Task directions: Copy out the part of the records below that opens with the line containing "Note to the class: identify the dark roof" and runs through the end of the records, keeping every line unchanged.

Input records:
┌──
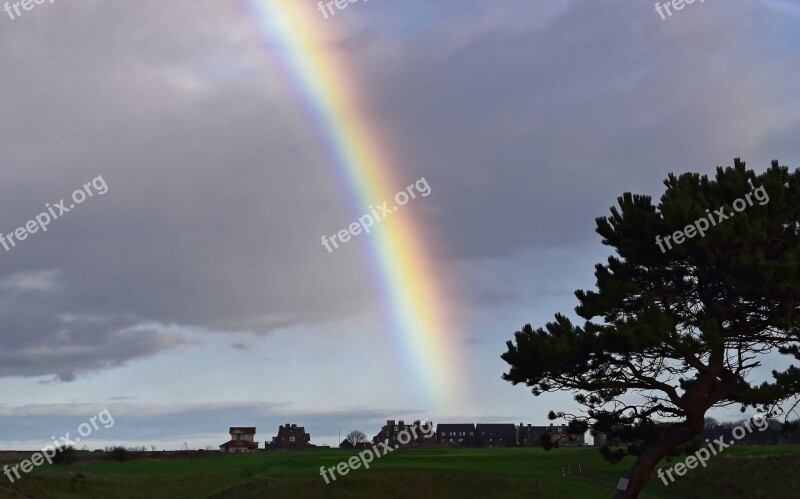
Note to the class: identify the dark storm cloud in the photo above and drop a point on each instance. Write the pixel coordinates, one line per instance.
(527, 123)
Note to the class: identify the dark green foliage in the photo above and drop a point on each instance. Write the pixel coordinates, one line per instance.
(668, 335)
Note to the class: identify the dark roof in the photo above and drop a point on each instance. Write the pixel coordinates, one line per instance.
(233, 444)
(455, 427)
(247, 430)
(496, 427)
└──
Exercise solution:
Note to the class: identify the dark roof in the photo above and drop a point on each instance. Write the pixel coordinates, one line per instance.
(233, 444)
(455, 427)
(247, 430)
(496, 427)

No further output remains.